Region pointing data
BEGIN

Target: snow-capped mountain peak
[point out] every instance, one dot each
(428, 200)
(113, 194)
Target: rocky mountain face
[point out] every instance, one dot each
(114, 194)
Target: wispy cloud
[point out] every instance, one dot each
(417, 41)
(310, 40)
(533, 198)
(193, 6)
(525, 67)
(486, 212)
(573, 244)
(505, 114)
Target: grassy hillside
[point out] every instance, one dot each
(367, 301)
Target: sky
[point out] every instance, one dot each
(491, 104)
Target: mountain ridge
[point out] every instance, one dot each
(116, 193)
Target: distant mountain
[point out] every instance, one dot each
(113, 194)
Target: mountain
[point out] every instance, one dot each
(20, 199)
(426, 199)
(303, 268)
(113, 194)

END

■ EXERCISE BRIEF ■
Every line of the records above where the string "Target" is found should be copied.

■ ANSWER TO THIS TASK ■
Target: snow-capped mountain peak
Target: rocky mountain face
Target: wispy cloud
Target: grassy hillside
Target: sky
Target: mountain ridge
Target: distant mountain
Target: mountain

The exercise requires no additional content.